→ CONSIGNE ÉCRITE: Poursuivez l'article sur la Palestine Investment Conference de Béthléem à partir de sa dernière phrase.

|
« Ils
sont en train de vendre ce qui reste de la Palestine »
L’envers du décor de la
Palestine Investment Conference
Julien Salingue
Vendredi 23 mai 2008
La Palestine Investment Conference (PIC) a commencé le 21
mai. Je ne me propose pas dans cet article d'analyser en
profondeur les enjeux et la portée de cette Conférence, qui
n'est pas achevée à l'heure où j'écris, mais de tenter de donner
quelques indications sur le climat qui règne à Béthléem depuis
quelques jours, révélateur selon moi de bien des processus en
cours dans les territoires palestiniens de Cisjordanie. Je
publierai dans quelques jours un article d'analyse de la PIC.
Voir mon précédent article présentant la Palestine
Investment Conference
ICI.
On n’avait pas connu cela depuis des années à Béthléem. Les rues
sont quadrillées par les militaires et autres forces de
sécurité. Des checkpoints ont été dressés partout dans la ville
et aux alentours. Certaines zones sont interdites d’accès aux
piétons et aux véhicules non autorisés. Aux sorties des camps de
réfugiés, des dizaines d’hommes en uniforme contrôlent qu’il n’y
a pas d’activité suspecte en cours ou en préparation. Des
barrières siglées « Police » ont même été placées à l’entrée
principale du camp d’al-Azzeh, situé à proximité de l’Hôtel
Intercontinental, l’un des lieux-phares de la Conférence. Selon
les sources ce sont entre 2500 et 3000 policiers, soldats et
autres membres des services de sécurité qui ont été déployés.
Mais il ne s’agit pas d’une vaste opération militaire
israélienne. Les uniformes sont tous, sans exception,
palestiniens.
La Palestine Investment Conference : un enjeu de taille pour
Salam Fayyad
L’état de siège a commencé le 20 mai, veille de l’ouverture de
la « Palestine Investment Conference ». La PIC, initiée par les
principaux leaders du secteur privé palestinien et soutenue par
le gouvernement de Ramallah, a pour objectif de convaincre les
investisseurs étrangers de placer des capitaux dans les
territoires palestiniens. Elle réunit à Béthléem, du 21 au 23
mai, près de 1000 dirigeants ou représentants de groupes privés,
dont la moitié vient de l’étranger : pays arabes bien sûr, mais
aussi Europe, Etats-Unis et… Israël. Selon les organisateurs le
total des projets qui devraient être formalisés durant la PIC
s’élèverait à 2 milliards de dollars (total revu à la hausse
depuis le début du mois de mai, où l’on parlait de 1.5
milliard).

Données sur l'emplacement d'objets
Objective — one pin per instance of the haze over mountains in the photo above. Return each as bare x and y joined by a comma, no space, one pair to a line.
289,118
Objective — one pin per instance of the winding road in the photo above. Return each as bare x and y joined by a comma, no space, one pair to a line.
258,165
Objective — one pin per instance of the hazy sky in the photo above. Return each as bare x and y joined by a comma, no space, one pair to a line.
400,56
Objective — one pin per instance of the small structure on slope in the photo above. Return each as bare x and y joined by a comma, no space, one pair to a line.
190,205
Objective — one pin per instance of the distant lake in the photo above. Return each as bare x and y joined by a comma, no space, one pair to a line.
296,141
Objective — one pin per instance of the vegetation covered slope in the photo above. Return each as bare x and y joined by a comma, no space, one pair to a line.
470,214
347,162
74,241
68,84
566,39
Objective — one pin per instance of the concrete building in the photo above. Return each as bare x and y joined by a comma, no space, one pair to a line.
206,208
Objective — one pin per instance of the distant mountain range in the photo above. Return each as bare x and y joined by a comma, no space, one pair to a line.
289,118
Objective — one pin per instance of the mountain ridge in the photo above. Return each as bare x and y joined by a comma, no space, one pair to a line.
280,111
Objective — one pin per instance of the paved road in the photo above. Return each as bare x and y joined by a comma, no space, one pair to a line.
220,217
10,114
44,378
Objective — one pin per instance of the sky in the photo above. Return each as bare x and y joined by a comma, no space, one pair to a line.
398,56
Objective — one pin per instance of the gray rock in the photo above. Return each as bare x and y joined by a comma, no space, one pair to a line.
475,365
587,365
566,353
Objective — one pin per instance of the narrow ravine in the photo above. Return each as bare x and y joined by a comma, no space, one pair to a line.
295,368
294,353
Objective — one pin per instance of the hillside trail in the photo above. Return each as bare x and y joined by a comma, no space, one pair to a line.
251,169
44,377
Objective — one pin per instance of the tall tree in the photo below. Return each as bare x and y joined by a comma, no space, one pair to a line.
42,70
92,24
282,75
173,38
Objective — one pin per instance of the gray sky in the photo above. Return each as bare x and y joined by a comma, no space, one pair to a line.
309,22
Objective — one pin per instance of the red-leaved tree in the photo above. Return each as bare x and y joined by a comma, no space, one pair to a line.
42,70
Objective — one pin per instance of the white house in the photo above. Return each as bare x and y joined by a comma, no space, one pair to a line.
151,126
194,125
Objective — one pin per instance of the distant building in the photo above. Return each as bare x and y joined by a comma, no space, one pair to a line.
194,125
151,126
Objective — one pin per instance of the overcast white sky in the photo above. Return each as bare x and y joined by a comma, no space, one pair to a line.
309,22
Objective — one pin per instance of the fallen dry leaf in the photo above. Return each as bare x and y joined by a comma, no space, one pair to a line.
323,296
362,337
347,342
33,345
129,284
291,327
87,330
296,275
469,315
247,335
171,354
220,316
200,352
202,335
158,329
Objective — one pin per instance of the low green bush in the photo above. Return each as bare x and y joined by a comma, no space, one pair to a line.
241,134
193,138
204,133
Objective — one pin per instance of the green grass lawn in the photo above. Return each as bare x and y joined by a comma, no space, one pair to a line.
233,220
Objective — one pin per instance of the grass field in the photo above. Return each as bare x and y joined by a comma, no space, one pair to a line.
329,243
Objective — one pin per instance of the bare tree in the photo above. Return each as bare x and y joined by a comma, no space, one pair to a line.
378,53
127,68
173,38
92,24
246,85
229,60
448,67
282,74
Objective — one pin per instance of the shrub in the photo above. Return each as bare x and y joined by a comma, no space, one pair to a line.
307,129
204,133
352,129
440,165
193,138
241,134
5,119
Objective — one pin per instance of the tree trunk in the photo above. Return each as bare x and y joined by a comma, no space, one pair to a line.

→ RÉSULTAT DE LA TÂCHE:
L’enjeu est donc considérable. La présence de Tony Blair, de
Bernard Kouchner, de représentants du Président Bush, tout comme
celle de Salam Fayyad et d’Abu Mazen sont là pour le confirmer,
mais aussi pour rappeler que la portée de la PIC n’est pas
seulement économique mais bien politique. Fayyad, qui n’avait
que recueilli que 2% des voix lors des législatives de 2006, a
été imposé comme Premier Ministre par les Etats-Unis après la
destitution du gouvernement dominé par le Hamas. Ancien haut
fonctionnaire de la Banque Mondiale et du FMI, il a juré que son
gouvernement serait celui qui réussirait à relancer l’économie
palestinienne en crise. Le peu de crédibilité qu’il a dans la
population palestinienne repose sur cette seule promesse : créer
des richesses et des emplois.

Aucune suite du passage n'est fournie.